Renewables leaders parse the damage to their industry as Senate finalizes vote on ‘big bea
June 27, 2025
As the Senate finalizes plans to vote on its revisions of the omnibus spending bill, the renewable energy sector knows its tax credits to build clean energy projects will sunset more quickly, but maybe not as onerously as the draconian provisions in the House version of the “One Big, Beautiful Bill.”
What remains uncertain are both the details and whether any “poison pills” of the House version could still find their way into the final legislation that could dramatically limit supply chain materials or prevent small developers from participating in tax credits.
All of this is happening when the U.S. needs more power from any means necessary to satiate “unprecedented” rising electricity demand for the first time in decades, driven largely by the data center construction boom to power AI and more, said Exelon CEO Calvin Butler. Butler chairs the Edison Electric Institute representing investor-owned electric utilities nationwide and his company Exelon is No. 192 on the Fortune 500.
“We believe the [clean energy] tax credits are key,” Butler told Fortune in a June 26 interview. “We don’t believe you can get to the [U.S.] energy dominance without having renewables as part of the solution. That’s the all-of-the-above approach.”
Butler said the utilities association is “amenable” to the Senate version of the bill, even if the tax credits ideally would be extended for longer. “We’ll take what we can get,” he added. “We’re optimistic, but on top of it.”

**Records supplied**.

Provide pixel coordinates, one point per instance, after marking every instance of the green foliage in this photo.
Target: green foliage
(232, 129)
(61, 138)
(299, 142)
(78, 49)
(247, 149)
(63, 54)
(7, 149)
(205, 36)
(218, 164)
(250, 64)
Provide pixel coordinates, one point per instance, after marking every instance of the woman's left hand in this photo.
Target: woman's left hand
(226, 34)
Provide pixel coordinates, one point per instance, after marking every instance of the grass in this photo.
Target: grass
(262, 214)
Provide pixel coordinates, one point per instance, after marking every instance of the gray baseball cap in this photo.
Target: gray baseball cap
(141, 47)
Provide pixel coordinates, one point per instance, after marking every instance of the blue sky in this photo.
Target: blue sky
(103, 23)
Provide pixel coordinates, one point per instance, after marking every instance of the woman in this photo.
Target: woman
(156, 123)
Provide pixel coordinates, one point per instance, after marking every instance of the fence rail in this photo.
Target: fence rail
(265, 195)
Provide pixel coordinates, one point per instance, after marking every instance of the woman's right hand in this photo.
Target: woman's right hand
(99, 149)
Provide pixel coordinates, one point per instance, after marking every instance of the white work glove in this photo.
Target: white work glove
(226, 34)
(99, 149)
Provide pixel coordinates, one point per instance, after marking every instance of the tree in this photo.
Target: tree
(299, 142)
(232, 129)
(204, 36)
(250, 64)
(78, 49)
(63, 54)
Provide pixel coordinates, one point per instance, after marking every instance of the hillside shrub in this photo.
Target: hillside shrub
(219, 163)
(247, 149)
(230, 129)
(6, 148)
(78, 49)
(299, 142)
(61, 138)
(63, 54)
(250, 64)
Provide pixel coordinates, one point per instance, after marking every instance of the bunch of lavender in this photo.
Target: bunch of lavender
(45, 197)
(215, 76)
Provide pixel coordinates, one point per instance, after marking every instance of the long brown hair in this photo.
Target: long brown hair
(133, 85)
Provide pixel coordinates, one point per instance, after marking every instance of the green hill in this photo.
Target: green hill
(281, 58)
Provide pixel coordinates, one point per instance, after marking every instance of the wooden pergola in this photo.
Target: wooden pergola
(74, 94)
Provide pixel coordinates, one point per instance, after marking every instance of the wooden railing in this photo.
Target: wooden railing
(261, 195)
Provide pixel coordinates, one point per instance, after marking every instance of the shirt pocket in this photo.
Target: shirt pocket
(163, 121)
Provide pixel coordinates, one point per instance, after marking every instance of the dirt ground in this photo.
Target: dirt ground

**Tasks for this exercise**.
1. In the renewables article, what organization does Calvin Butler chair?
2. Return the passage of the renewables article from "What remains uncertain" to "in tax credits.", copied word for word.
The listing isn't needed for any of this.

**Written answers**.
1. He chairs the Edison Electric Institute, which represents investor-owned electric utilities nationwide.

2.
What remains uncertain are both the details and whether any “poison pills” of the House version could still find their way into the final legislation that could dramatically limit supply chain materials or prevent small developers from participating in tax credits.